* DATASET *
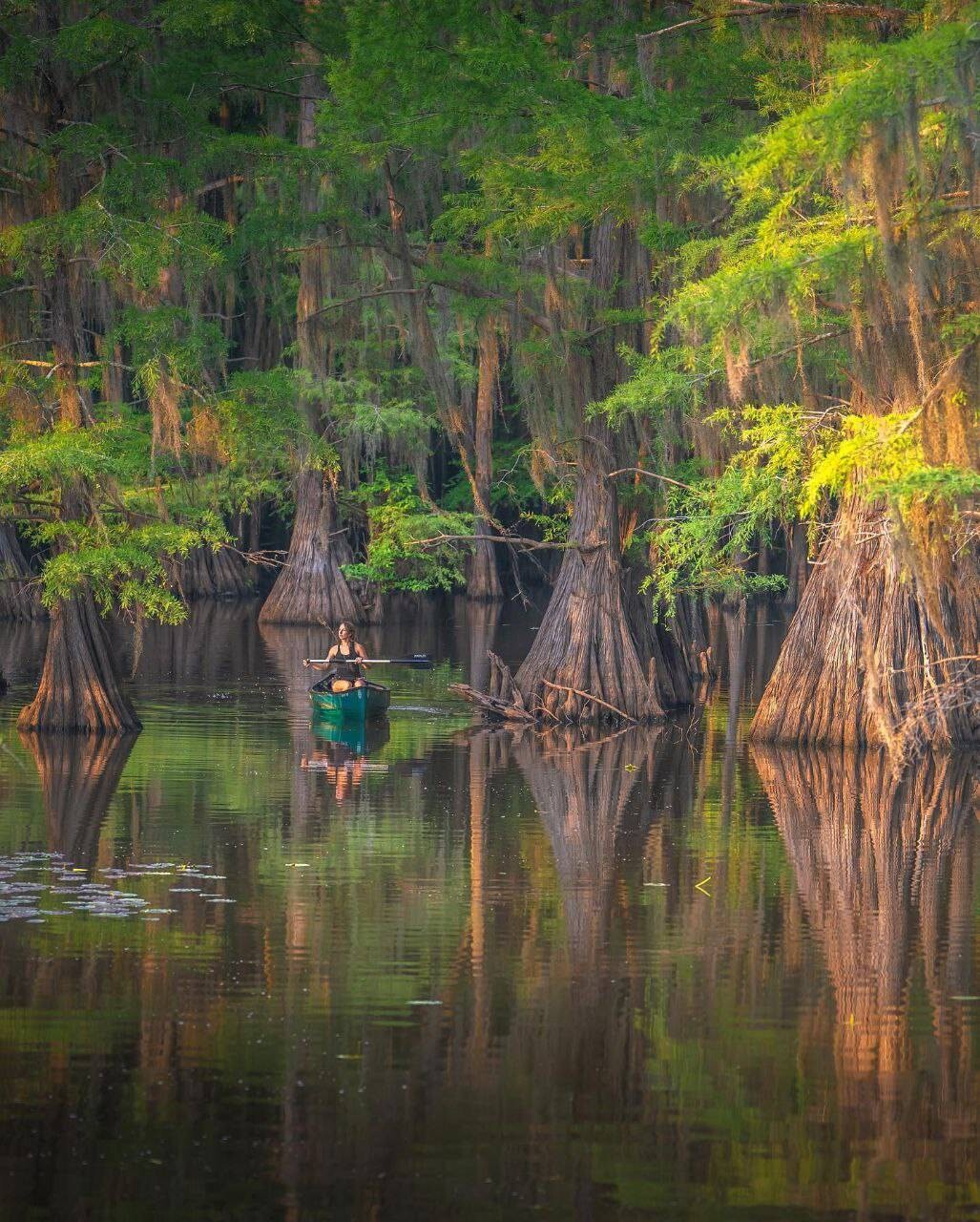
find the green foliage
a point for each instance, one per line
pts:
(413, 545)
(883, 456)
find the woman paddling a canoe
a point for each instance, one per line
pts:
(344, 662)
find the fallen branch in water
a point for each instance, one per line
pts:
(588, 695)
(509, 540)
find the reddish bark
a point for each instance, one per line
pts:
(881, 650)
(79, 688)
(312, 587)
(484, 575)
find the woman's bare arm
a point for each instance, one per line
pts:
(325, 664)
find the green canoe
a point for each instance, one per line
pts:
(357, 704)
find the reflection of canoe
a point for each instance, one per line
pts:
(360, 737)
(357, 704)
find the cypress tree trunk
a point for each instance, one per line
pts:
(865, 657)
(205, 573)
(587, 643)
(18, 598)
(484, 576)
(78, 777)
(79, 688)
(872, 853)
(312, 588)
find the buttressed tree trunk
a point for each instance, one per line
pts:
(883, 649)
(312, 587)
(586, 643)
(78, 777)
(18, 597)
(79, 689)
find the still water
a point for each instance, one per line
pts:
(252, 968)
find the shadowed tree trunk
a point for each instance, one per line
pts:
(586, 643)
(865, 658)
(207, 573)
(18, 597)
(312, 587)
(79, 688)
(872, 855)
(484, 576)
(78, 777)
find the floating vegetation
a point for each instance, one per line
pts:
(66, 889)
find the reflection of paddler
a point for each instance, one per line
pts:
(344, 768)
(344, 663)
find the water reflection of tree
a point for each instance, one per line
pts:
(78, 777)
(884, 872)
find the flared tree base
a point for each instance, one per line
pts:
(312, 587)
(207, 573)
(881, 651)
(79, 690)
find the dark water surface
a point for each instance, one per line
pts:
(256, 969)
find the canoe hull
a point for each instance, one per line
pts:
(358, 704)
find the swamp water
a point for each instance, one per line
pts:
(252, 968)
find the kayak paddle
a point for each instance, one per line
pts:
(422, 662)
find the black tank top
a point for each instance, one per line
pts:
(344, 664)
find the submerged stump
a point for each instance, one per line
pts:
(884, 648)
(312, 587)
(79, 689)
(20, 598)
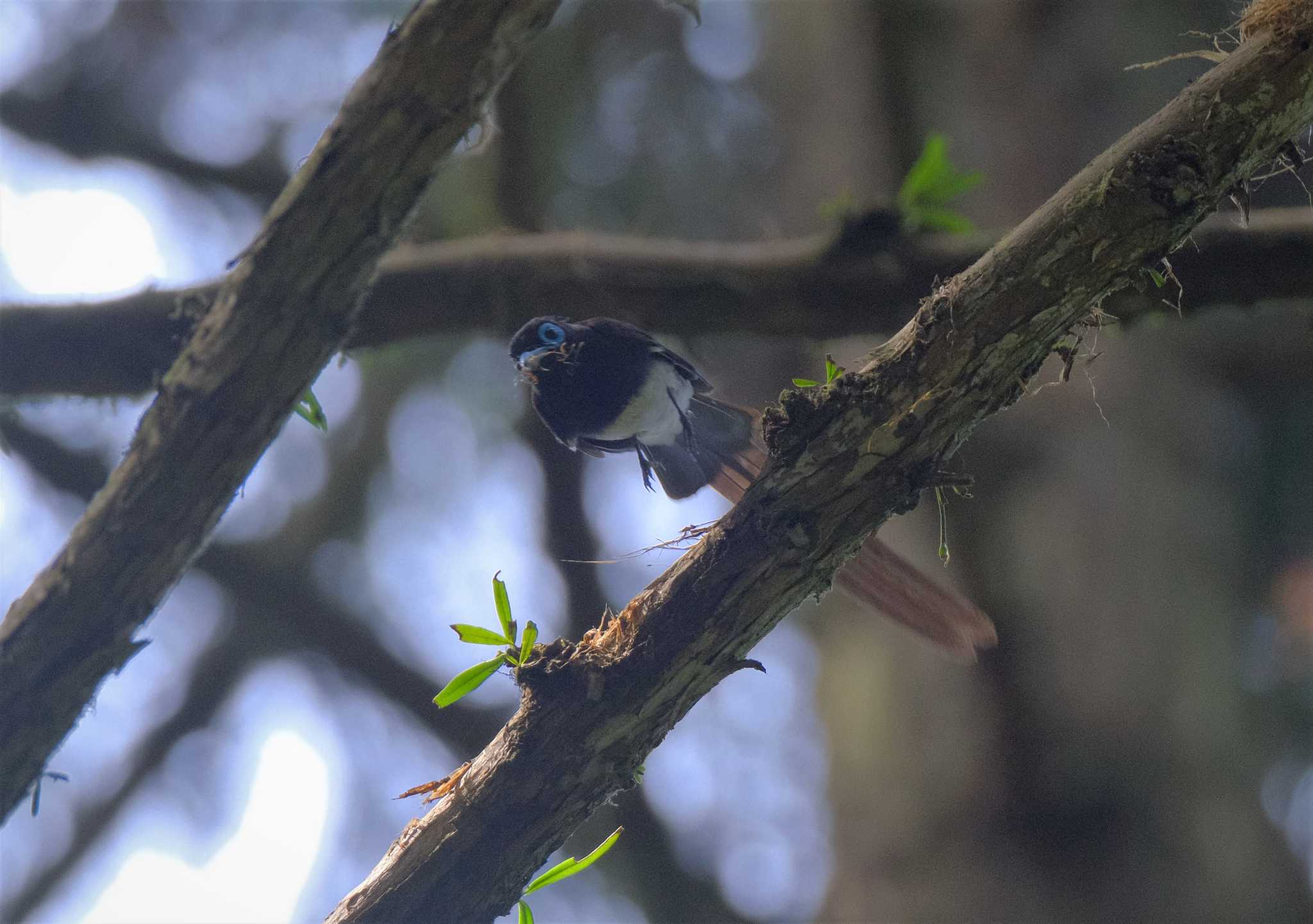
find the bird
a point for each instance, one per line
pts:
(607, 386)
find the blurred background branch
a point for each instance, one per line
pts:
(294, 295)
(860, 283)
(1141, 747)
(591, 712)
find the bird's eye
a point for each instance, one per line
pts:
(552, 334)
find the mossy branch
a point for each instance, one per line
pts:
(278, 319)
(846, 457)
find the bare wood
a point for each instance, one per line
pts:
(280, 315)
(864, 281)
(844, 458)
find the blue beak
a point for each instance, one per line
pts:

* SHORT PROBLEM *
Please transcribe the material above exactly as written. Leave the pictures out.

* CORRECT RESPONSE *
find the green foliage
a point for each instance, one per line
pts:
(413, 545)
(883, 456)
find the woman paddling a canoe
a point for each instance, one per line
pts:
(344, 662)
find the fallen branch in water
a point for each instance, one per line
pts:
(588, 695)
(509, 540)
find the reddish bark
a point for each instance, one per line
pts:
(881, 650)
(79, 688)
(312, 587)
(484, 575)
find the woman's bare arm
a point for each instance, one per line
pts:
(325, 664)
find the green canoe
a point for each instance, one per line
pts:
(357, 704)
find the reflection of canoe
a point for each instance, one per line
pts:
(360, 737)
(357, 704)
find the cypress tree trunk
a point for each instance, one per line
pts:
(865, 657)
(205, 573)
(587, 643)
(18, 598)
(484, 576)
(78, 777)
(79, 688)
(872, 853)
(312, 588)
find the buttressed tree trunk
a point for each instance, one per line
pts:
(883, 649)
(312, 587)
(586, 643)
(78, 777)
(18, 597)
(79, 689)
find the still water
a point for each instance, one per line
pts:
(252, 968)
find the shadowed tree trunk
a point for each instance, one per line
pts:
(586, 643)
(865, 658)
(207, 573)
(18, 597)
(312, 587)
(79, 688)
(872, 855)
(484, 576)
(78, 777)
find the floating vegetation
a point for each instance, one per line
pts:
(66, 889)
find the reflection of paddler
a point for each instance, one per line
pts:
(344, 768)
(344, 663)
find the water reflection of tree
a point for each instance, one per line
pts:
(78, 777)
(884, 872)
find the flared tree base
a point for each instance, one per line
pts:
(312, 587)
(207, 573)
(881, 651)
(79, 690)
find the dark water surface
a point for each instance, one per line
pts:
(256, 969)
find the canoe hull
a point for each instance, one per line
pts:
(358, 704)
find the swamp water
a point for each instance, one per line
pts:
(252, 968)
find the kayak paddle
a point for each instance, one per line
pts:
(422, 662)
find the black tank top
a point for each instance, one per line
pts:
(344, 664)
find the submerged stump
a point for each instance, one per line
pts:
(884, 648)
(312, 587)
(79, 689)
(20, 598)
find the bird
a point for each instance, one per line
pts:
(607, 386)
find the blurred background branch
a point for each instance, one per line
pts:
(294, 295)
(860, 283)
(1141, 747)
(591, 712)
find the bird's eye
a point for each instance, one per line
pts:
(552, 334)
find the mossy branch
a point for each instance, one per line
pts:
(278, 319)
(846, 457)
find the bare wood
a point for each instance, one per line
pts:
(280, 315)
(864, 281)
(844, 458)
find the blue beak
a point for each instance, one per line
pts:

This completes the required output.